WHAT YOU ARE ASKED TO DO —
Count how many lines of the material below contain the word "countertop". Reply with the number alone.
----
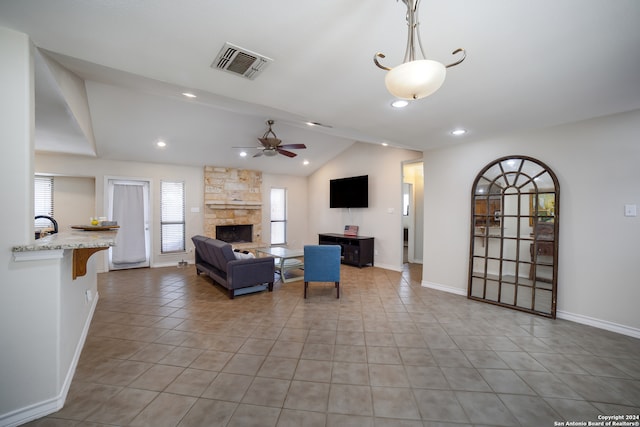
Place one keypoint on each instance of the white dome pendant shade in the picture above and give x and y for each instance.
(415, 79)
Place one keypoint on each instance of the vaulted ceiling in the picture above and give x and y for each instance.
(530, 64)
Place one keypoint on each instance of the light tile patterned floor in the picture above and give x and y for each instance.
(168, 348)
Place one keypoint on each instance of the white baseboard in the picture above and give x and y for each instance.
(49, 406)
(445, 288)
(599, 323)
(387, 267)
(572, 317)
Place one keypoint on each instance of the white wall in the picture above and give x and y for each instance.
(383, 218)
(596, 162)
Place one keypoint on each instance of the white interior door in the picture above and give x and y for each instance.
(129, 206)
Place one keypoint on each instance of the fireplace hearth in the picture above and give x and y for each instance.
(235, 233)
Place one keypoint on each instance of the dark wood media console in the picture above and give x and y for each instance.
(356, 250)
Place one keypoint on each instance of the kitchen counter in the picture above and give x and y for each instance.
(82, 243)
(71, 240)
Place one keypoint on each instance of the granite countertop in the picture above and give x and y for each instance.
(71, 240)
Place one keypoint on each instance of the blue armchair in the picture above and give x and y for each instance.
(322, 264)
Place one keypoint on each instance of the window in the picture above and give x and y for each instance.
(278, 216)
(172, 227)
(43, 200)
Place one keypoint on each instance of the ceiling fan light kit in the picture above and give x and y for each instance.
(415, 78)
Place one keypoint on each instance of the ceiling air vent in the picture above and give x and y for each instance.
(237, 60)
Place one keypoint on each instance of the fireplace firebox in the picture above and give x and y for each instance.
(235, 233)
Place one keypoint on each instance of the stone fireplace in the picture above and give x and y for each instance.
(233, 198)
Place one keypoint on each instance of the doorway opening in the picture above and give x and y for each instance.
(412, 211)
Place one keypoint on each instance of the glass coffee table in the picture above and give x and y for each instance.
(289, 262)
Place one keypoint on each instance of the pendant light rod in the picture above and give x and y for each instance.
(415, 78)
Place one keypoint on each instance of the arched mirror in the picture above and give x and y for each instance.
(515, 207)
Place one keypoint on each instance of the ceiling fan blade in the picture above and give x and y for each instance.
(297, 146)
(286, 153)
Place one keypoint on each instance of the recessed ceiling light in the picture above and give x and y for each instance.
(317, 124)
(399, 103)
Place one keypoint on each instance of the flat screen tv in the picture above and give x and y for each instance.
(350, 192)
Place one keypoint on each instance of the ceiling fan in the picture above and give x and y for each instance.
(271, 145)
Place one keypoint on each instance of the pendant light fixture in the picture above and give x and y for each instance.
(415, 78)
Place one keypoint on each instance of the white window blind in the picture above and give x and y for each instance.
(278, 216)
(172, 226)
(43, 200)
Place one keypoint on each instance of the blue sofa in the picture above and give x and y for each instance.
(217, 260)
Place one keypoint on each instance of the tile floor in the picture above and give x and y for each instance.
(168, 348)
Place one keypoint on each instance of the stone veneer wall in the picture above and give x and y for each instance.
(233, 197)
----
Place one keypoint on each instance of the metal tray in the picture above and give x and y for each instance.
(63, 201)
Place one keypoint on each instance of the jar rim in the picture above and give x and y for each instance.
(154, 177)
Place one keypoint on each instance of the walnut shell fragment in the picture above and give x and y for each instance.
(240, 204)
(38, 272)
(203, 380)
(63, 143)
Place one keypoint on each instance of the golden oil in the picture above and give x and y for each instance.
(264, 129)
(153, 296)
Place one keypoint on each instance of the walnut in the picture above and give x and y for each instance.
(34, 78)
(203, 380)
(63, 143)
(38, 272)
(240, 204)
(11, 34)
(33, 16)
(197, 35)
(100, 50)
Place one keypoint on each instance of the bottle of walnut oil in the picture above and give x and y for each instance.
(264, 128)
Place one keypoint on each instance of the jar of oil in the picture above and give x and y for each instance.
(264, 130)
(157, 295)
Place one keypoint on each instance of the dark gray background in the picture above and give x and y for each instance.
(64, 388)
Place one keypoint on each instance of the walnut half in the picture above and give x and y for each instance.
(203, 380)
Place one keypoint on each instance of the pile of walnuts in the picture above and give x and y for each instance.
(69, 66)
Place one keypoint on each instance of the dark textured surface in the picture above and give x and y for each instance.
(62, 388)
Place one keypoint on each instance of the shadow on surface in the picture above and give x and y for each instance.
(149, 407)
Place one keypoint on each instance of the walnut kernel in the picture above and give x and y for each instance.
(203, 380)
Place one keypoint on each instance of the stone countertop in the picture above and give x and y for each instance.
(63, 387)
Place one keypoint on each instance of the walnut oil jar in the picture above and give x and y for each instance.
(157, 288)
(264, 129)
----
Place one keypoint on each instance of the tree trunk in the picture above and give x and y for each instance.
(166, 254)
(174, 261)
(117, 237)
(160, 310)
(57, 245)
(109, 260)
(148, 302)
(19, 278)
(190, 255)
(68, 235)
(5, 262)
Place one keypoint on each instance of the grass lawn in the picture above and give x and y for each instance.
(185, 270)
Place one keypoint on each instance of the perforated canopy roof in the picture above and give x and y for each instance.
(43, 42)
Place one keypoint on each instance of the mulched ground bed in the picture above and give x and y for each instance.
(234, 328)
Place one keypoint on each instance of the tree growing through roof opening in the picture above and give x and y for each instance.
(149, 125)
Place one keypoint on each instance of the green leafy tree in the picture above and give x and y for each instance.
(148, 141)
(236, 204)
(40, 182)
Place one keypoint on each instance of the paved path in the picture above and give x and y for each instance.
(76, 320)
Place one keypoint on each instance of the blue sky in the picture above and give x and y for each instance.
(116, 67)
----
OUTPUT FOR THIS TASK —
2